» STATED PROBLEM
Could you add 63 to every coordinate in the answers and write out again only the part of the listing that opens with the line containing "Target: red granite slab" and closes with the line containing "[(544, 375), (278, 780)]", with every line in it, requests included?

» DATA IN THIS EXERCISE
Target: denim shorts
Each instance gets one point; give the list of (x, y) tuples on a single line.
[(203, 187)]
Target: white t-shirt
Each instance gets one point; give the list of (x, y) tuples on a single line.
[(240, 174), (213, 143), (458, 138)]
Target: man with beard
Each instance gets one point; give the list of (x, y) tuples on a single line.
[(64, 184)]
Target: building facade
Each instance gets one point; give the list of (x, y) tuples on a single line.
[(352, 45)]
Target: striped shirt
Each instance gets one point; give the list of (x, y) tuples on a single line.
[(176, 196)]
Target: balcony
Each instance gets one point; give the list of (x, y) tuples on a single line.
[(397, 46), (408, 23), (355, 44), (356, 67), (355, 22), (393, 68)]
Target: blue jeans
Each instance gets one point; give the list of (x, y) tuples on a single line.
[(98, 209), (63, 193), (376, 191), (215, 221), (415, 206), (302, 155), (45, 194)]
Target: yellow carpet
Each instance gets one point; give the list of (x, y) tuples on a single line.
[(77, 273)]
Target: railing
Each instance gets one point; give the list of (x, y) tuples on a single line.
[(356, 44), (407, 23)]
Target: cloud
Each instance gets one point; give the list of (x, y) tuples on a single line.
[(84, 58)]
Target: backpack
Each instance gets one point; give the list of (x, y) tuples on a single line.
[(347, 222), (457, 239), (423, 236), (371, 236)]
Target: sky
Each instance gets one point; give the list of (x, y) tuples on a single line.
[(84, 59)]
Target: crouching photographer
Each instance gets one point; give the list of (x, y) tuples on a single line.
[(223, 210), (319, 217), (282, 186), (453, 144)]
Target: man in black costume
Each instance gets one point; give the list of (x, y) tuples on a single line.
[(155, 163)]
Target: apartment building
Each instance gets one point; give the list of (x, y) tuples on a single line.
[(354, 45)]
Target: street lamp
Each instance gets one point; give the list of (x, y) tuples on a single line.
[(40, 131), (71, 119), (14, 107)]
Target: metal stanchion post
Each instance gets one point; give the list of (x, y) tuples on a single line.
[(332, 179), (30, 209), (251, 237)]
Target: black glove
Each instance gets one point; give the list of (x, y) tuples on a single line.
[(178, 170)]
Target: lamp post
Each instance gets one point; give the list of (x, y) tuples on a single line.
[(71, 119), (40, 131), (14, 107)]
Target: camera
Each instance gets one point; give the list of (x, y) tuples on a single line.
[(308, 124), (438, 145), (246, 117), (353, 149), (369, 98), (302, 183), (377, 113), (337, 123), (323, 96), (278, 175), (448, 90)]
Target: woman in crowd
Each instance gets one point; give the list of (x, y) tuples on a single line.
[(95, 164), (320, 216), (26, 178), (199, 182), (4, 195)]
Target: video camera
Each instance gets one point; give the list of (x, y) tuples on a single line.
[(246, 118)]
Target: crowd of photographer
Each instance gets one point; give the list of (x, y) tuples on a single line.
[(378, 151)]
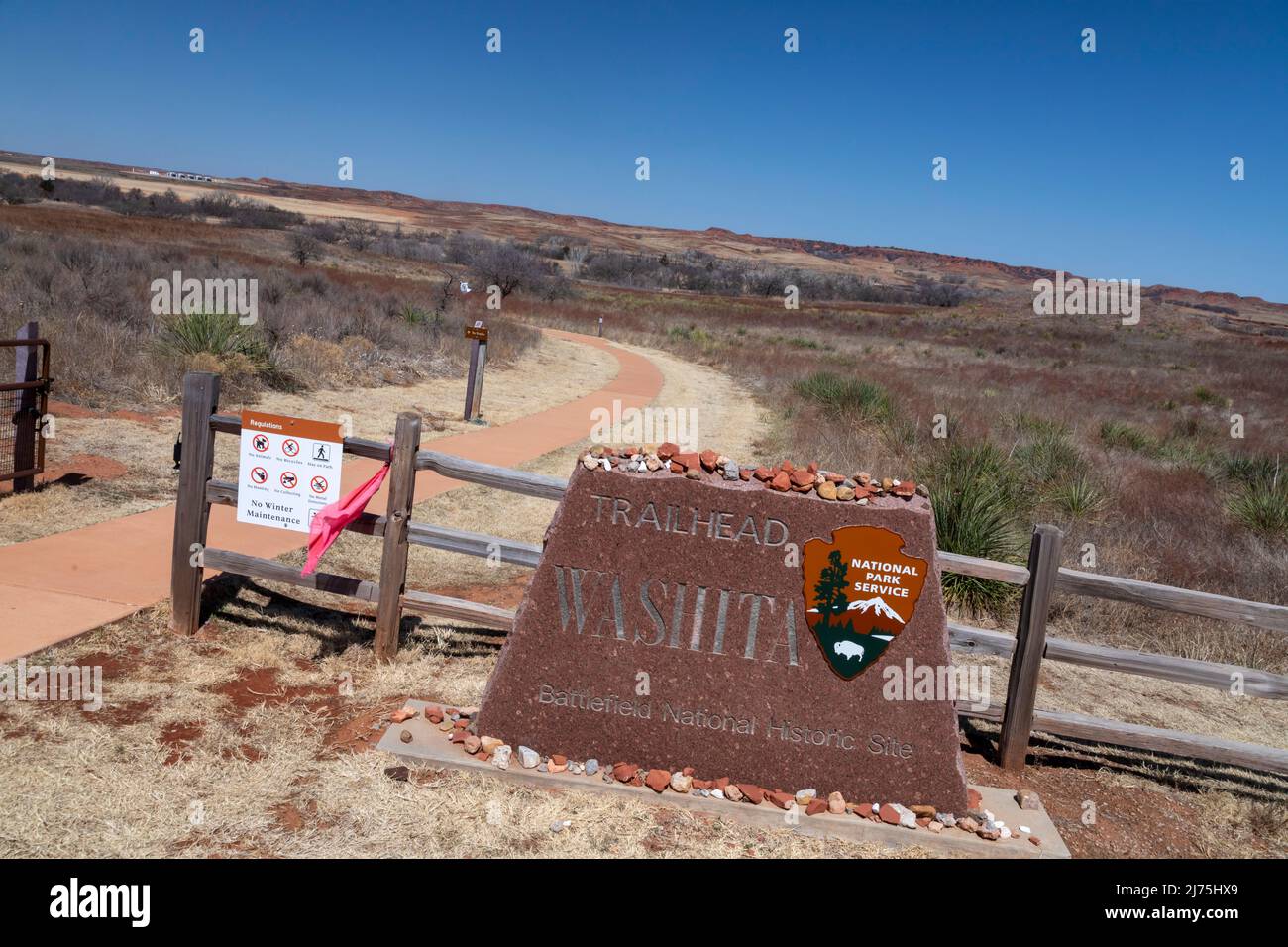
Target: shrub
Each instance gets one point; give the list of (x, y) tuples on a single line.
[(1117, 434), (213, 334), (1262, 506), (1048, 458), (1077, 497), (840, 395)]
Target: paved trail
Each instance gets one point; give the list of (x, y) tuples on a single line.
[(69, 582)]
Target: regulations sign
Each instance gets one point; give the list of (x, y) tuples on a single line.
[(290, 470)]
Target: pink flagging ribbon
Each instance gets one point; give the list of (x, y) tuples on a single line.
[(331, 519)]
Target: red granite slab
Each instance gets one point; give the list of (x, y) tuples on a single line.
[(669, 625)]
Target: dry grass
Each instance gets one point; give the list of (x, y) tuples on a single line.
[(544, 375), (278, 780)]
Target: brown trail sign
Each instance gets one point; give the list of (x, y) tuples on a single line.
[(477, 334), (673, 622)]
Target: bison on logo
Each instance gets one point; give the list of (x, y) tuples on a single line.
[(861, 590)]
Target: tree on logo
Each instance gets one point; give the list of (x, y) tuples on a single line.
[(829, 591)]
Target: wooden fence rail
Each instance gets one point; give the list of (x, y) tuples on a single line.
[(1041, 579)]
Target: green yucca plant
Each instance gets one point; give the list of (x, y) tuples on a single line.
[(1077, 497), (978, 505), (215, 334), (1261, 505)]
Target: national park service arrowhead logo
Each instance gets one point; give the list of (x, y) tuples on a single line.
[(861, 590)]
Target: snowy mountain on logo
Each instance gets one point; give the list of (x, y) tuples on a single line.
[(877, 605)]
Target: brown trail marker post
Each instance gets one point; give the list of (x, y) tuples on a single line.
[(192, 512), (477, 334), (743, 631), (26, 416)]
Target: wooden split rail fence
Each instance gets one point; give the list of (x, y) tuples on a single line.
[(1041, 579)]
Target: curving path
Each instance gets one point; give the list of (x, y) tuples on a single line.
[(62, 585)]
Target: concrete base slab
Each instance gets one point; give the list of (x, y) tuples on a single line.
[(430, 746)]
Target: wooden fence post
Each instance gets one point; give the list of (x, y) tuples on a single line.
[(393, 562), (25, 416), (1021, 686), (192, 512)]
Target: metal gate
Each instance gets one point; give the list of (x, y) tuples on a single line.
[(22, 405)]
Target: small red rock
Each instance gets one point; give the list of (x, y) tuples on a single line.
[(658, 780)]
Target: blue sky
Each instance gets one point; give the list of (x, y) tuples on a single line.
[(1109, 163)]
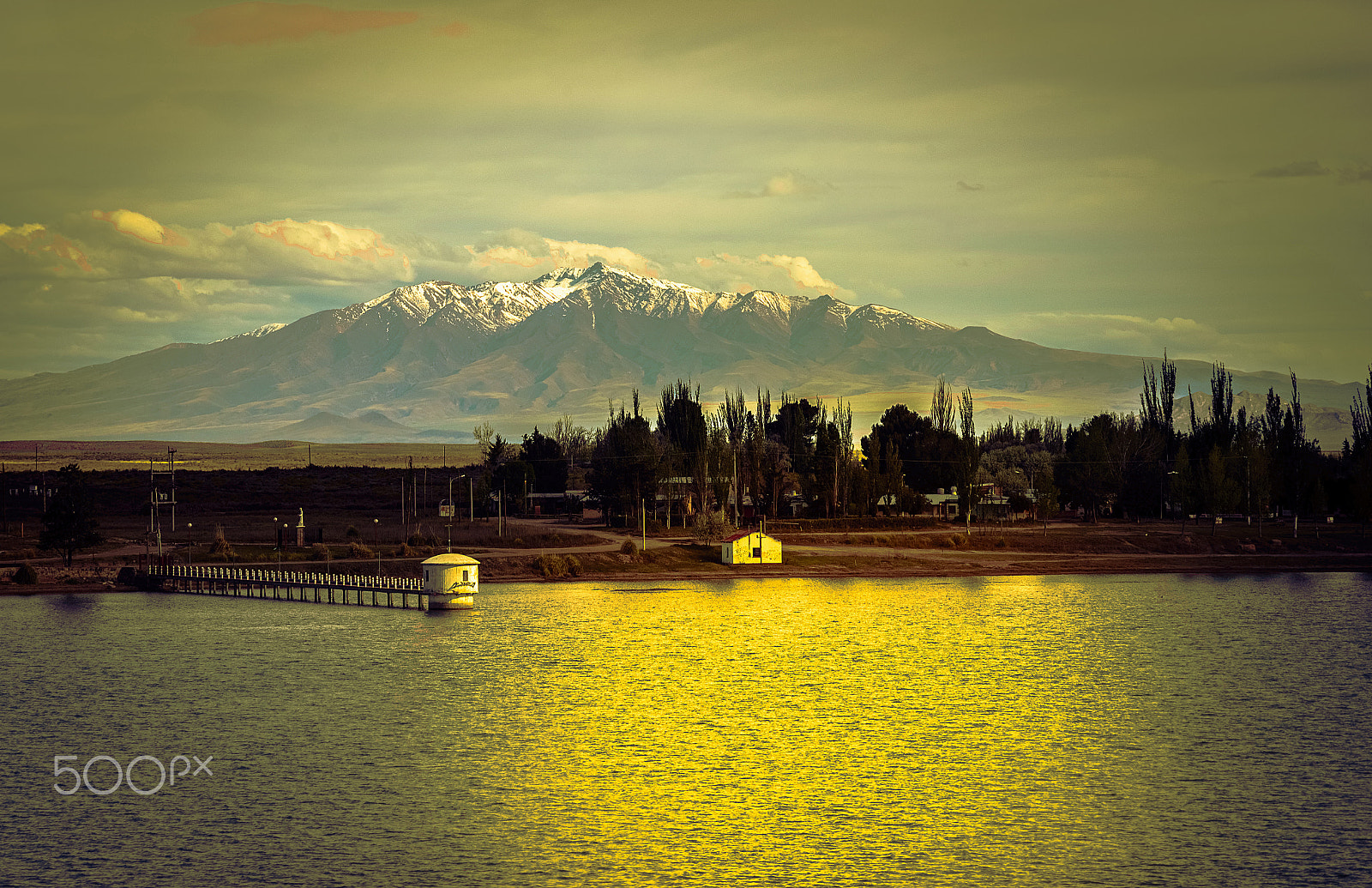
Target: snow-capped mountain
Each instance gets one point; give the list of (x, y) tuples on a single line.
[(494, 306), (446, 357)]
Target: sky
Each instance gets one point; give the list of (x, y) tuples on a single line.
[(1109, 178)]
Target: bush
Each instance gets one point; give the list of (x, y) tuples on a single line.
[(423, 537), (710, 529), (551, 565), (220, 549)]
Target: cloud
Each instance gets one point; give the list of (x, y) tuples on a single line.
[(244, 23), (141, 227), (527, 250), (452, 29), (1122, 334), (34, 249), (327, 240), (1357, 173), (781, 274), (125, 245), (785, 184), (1294, 169)]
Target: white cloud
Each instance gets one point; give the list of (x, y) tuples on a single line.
[(781, 274)]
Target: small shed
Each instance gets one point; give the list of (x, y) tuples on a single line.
[(751, 547), (450, 581)]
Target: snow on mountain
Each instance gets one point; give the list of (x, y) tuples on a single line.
[(254, 334), (500, 305)]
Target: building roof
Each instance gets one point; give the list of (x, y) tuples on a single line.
[(747, 533), (452, 558)]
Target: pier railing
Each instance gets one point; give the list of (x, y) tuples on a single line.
[(319, 586)]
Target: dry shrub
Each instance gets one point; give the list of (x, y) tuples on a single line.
[(220, 548), (551, 565)]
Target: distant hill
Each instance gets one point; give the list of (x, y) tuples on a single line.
[(434, 359)]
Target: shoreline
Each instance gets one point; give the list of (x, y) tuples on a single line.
[(505, 570)]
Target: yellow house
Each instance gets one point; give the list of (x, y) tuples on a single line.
[(751, 548)]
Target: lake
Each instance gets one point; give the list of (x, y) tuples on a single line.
[(1032, 730)]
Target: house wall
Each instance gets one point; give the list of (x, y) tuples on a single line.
[(741, 551)]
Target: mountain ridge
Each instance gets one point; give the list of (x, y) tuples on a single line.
[(438, 357)]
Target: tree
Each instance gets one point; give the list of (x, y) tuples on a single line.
[(545, 456), (1360, 453), (971, 459), (484, 435), (681, 423), (70, 523), (626, 462)]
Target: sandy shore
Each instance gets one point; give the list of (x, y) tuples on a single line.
[(663, 563)]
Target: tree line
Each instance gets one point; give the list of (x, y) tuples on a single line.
[(765, 453), (782, 455)]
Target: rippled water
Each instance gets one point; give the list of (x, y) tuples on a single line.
[(1122, 730)]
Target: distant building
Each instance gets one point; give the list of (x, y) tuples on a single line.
[(751, 548)]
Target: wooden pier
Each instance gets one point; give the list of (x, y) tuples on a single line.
[(317, 588)]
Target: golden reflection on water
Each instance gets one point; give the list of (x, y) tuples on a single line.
[(809, 732)]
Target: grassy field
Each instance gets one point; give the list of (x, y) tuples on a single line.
[(206, 456)]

» EXERCISE SOLUTION
Target: red granite slab
Each instance gets one point; give the list of (x, y) tuples on a single line.
[(732, 688)]
Target: dry grass
Each instance gets one point; give the list of (x, y) tuples on a single line.
[(607, 438), (341, 843)]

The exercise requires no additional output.